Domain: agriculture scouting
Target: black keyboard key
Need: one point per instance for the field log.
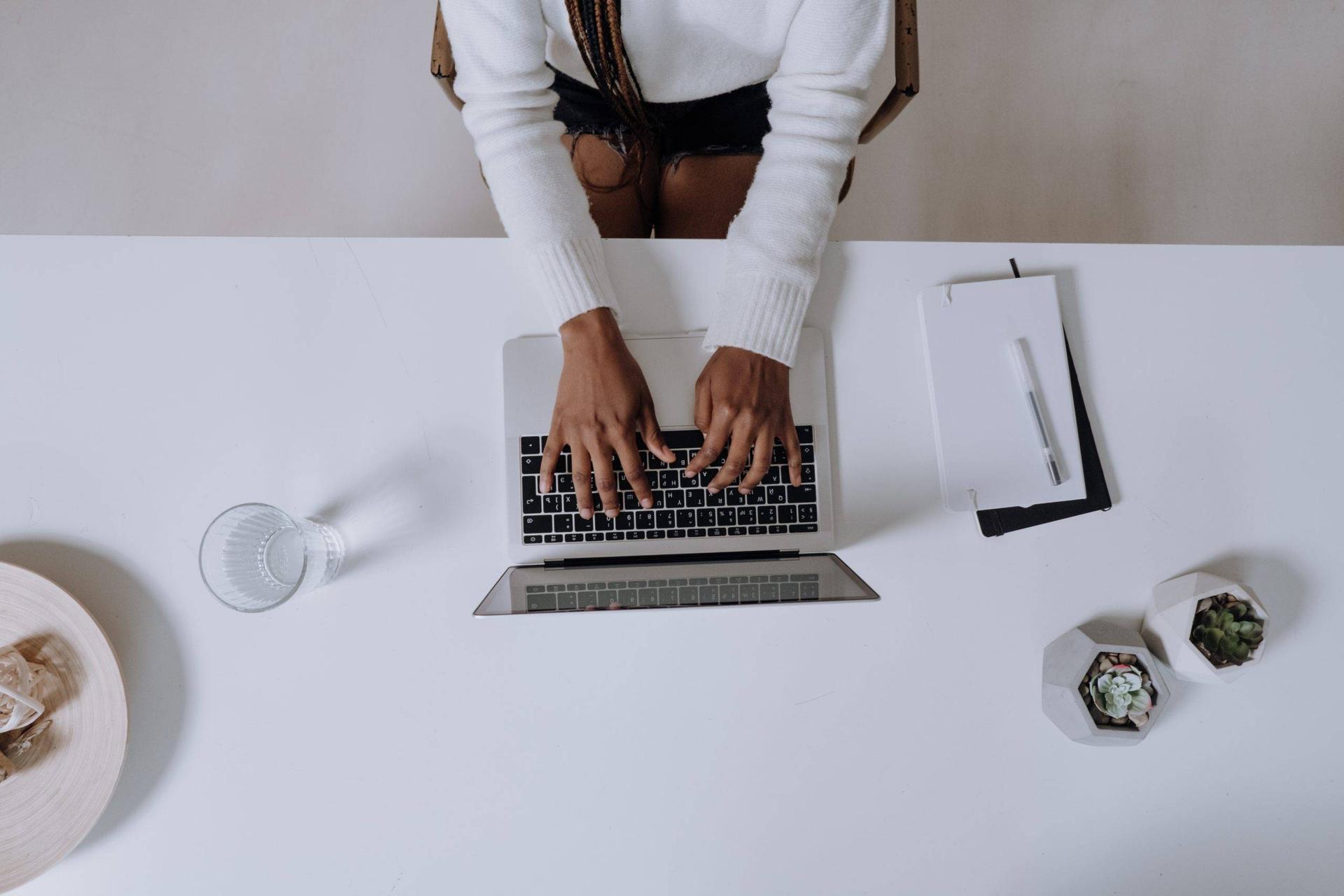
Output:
(683, 440)
(539, 602)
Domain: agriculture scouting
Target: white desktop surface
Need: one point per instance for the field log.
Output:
(375, 739)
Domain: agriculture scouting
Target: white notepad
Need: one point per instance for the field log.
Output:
(988, 449)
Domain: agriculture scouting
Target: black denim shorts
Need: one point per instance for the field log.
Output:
(729, 124)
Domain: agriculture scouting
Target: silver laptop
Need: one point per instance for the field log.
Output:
(692, 548)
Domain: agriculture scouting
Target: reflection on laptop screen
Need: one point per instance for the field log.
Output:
(685, 583)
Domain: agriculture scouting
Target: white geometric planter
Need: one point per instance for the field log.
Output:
(1065, 664)
(1171, 615)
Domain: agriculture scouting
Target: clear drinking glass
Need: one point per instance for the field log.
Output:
(255, 556)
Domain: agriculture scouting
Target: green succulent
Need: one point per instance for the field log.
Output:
(1228, 631)
(1120, 692)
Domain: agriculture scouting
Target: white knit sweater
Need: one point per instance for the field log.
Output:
(818, 58)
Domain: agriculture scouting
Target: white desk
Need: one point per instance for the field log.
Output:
(859, 748)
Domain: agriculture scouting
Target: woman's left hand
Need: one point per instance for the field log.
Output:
(742, 402)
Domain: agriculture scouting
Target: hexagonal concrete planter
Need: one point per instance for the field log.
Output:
(1171, 615)
(1063, 665)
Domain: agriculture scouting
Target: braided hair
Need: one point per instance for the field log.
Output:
(597, 31)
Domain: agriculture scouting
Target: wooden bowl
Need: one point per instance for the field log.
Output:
(64, 783)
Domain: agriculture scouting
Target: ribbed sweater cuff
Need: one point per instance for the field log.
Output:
(761, 315)
(571, 277)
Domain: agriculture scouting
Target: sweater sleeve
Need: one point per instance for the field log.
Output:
(499, 49)
(818, 106)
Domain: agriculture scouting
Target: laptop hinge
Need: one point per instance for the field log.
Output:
(648, 559)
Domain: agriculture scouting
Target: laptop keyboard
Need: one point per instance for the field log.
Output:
(682, 508)
(715, 590)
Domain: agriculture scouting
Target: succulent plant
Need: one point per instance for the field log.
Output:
(1120, 694)
(1226, 630)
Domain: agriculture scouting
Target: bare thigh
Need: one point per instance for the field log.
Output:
(619, 210)
(701, 195)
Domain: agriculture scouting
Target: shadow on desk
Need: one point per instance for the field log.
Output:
(147, 650)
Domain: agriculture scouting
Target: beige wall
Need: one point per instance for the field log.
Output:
(1214, 121)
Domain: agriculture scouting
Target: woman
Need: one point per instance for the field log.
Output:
(711, 118)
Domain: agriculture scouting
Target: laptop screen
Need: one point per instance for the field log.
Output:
(679, 583)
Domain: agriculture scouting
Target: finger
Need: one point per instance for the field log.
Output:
(704, 406)
(654, 437)
(713, 448)
(737, 461)
(582, 479)
(629, 456)
(793, 451)
(550, 457)
(760, 463)
(604, 477)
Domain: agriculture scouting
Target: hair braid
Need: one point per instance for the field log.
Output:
(597, 31)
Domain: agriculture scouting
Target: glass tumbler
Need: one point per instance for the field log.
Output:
(255, 556)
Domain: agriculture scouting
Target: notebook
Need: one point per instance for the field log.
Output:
(1003, 520)
(990, 453)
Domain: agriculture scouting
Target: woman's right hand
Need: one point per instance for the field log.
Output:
(601, 403)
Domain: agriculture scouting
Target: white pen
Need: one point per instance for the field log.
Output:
(1016, 349)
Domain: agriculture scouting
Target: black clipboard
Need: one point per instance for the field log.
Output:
(1003, 520)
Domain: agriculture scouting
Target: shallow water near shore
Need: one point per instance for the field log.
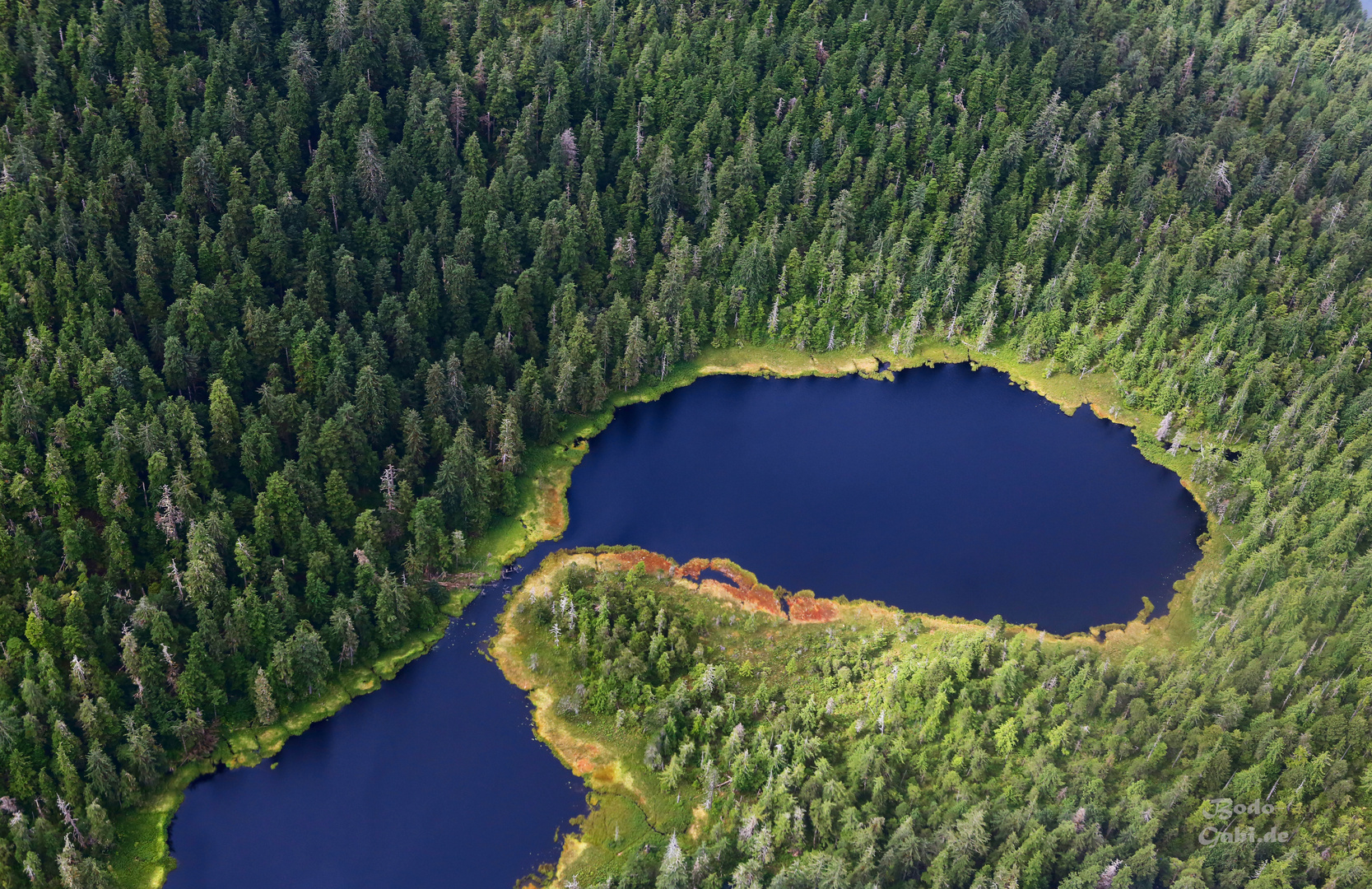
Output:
(946, 491)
..............................
**ARBEITSAUFTRAG**
Schreib alle Einträge oben Zeile für Zeile unverändert ab. Die Bildverweise lässt du dabei weg.

**MUSTERLÖSUNG**
Domain: agriculture scouting
Target: black keyboard key
Need: one point per instance for the field log.
Output:
(683, 440)
(539, 602)
Domain: agriculture scouting
Target: white desktop surface
Need: one point per instance for the field log.
Output:
(375, 739)
Domain: agriculture scouting
Target: white notepad
Need: one point per instance for the field log.
Output:
(988, 449)
Domain: agriculture scouting
Target: black denim shorts
Need: one point per instance for the field log.
Output:
(729, 124)
Domain: agriculture scouting
Target: silver laptop
Need: one point per instance for the field log.
Output:
(692, 548)
Domain: agriculture scouting
Target: reflection on laptop screen
Need: one point per instance for the field log.
Output:
(685, 583)
Domain: agriculture scouting
Target: white geometric planter
Need: one point per instance for the field log.
Output:
(1065, 664)
(1171, 615)
Domain: agriculture scouting
Target: clear drinking glass
Need: one point per instance for the field log.
Output:
(255, 556)
Domain: agriculture scouting
Target: green succulent
Need: one point per instance for the field log.
Output:
(1228, 631)
(1120, 692)
Domain: agriculture scouting
Target: white knit sweater
Need: one point per instance for the field log.
Output:
(818, 58)
Domain: agriculture scouting
Target: white desk
Need: one point per instance for the field log.
Output:
(859, 748)
Domain: agriculture scouting
Target: woman's left hand
Need: one point per instance for the field log.
Output:
(742, 402)
Domain: agriculture scouting
Target: hexagonal concrete planter
Need: one point per instance for the field log.
Output:
(1171, 615)
(1063, 665)
Domain: agriculture scouting
Target: braided hair
Need: one point per instance for the field log.
Output:
(597, 31)
Domain: agriculture scouting
Target: wooden bowl
Need: one point per instance for the field log.
Output:
(64, 783)
Domain: agriculture scouting
Target: ribbed sweater cuff
Need: one point per instance for the field log.
Output:
(761, 315)
(571, 277)
Domain: agriculture scouting
Target: sweater sleeve
Need: one point per instance for the field log.
Output:
(499, 49)
(818, 106)
Domain: agriculture scouting
Target: laptop hinge
Need: one point per instance for the field log.
Output:
(648, 559)
Domain: agriculture scouting
Target: laptop keyboard
Need: one point per instance for the field log.
Output:
(682, 508)
(715, 590)
Domain: agriculture scouting
Target: succulent plant
Need: one point per instance for the field log.
Output:
(1120, 694)
(1226, 630)
Domain: agriculture scouting
Target: bare thigh
Need: one point per instance for the field log.
Output:
(619, 210)
(701, 195)
Domain: agriculture scouting
Target: shadow on desk
Need: one point per instance for the field log.
Output:
(147, 650)
Domain: agriculture scouting
Target: beige wall
Need: one point per instance for the field log.
Output:
(1214, 121)
Domain: agriculture scouting
Target: woman
Need: one point per instance for the field log.
Output:
(711, 118)
Domain: agriculture scouting
Target: laptop screen
Need: one point per instance for the field log.
Output:
(679, 583)
Domain: agriculture scouting
Target: finger
Need: one point per instance for the field log.
Output:
(704, 406)
(654, 437)
(713, 448)
(737, 461)
(582, 479)
(629, 456)
(793, 451)
(550, 457)
(760, 463)
(604, 477)
Domain: agriculture scouting
Target: hair braid
Need: one point per instance for the field log.
Output:
(597, 31)
Domain: agriculture scouting
Target: glass tumbler
Need: one point per instance for the field log.
Output:
(255, 556)
Domain: agriculture scouting
Target: notebook
Need: one point per instance for the field log.
Output:
(1003, 520)
(990, 453)
Domain: agriculture scouting
Target: woman's right hand
Need: one point per instance for the field log.
Output:
(601, 403)
Domain: agriculture scouting
Target: white pen
Need: one point per instance for the field log.
Output:
(1016, 349)
Domain: agriculture scouting
Target: black clipboard
Need: one point per instance for the field log.
Output:
(1003, 520)
Domain: agriculture scouting
Target: shallow water near shore
Need: one point per instance for the field log.
Output:
(946, 491)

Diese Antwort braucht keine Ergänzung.